PROBLEM TO SOLVE: Pull out every line of the records that contains the word "Within", matching its case exactly.

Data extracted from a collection
<<<<

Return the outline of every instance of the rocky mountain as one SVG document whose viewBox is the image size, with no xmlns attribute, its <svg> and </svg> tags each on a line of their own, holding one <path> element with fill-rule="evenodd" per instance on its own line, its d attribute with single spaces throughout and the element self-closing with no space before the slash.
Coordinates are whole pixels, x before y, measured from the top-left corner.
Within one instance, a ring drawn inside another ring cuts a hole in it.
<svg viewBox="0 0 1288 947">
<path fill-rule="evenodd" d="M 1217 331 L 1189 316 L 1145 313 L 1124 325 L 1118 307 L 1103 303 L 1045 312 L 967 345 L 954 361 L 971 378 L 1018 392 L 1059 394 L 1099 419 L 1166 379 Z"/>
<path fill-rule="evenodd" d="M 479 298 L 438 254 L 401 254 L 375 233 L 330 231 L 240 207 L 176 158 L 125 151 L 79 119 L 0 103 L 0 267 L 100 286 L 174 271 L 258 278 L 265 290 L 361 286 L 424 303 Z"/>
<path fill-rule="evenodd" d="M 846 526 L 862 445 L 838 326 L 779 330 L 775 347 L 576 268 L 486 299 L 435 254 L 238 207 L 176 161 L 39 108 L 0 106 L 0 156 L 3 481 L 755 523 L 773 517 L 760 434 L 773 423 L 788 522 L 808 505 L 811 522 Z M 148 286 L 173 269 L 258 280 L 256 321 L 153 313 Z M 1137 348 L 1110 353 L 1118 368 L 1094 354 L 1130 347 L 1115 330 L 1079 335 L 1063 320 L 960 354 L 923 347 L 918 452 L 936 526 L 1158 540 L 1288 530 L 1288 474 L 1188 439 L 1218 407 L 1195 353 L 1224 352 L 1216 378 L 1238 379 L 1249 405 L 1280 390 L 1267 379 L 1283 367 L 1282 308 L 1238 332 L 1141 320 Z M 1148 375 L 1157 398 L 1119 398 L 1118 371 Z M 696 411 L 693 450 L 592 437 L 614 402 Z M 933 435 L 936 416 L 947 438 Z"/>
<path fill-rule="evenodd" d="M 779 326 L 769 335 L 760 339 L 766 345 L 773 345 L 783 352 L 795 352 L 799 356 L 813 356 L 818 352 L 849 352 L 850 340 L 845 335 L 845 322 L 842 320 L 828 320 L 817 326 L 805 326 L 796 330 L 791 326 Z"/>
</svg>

>>>>

WRITTEN RESPONSE:
Within one instance, a ring drawn inside another ring cuts a hole in it.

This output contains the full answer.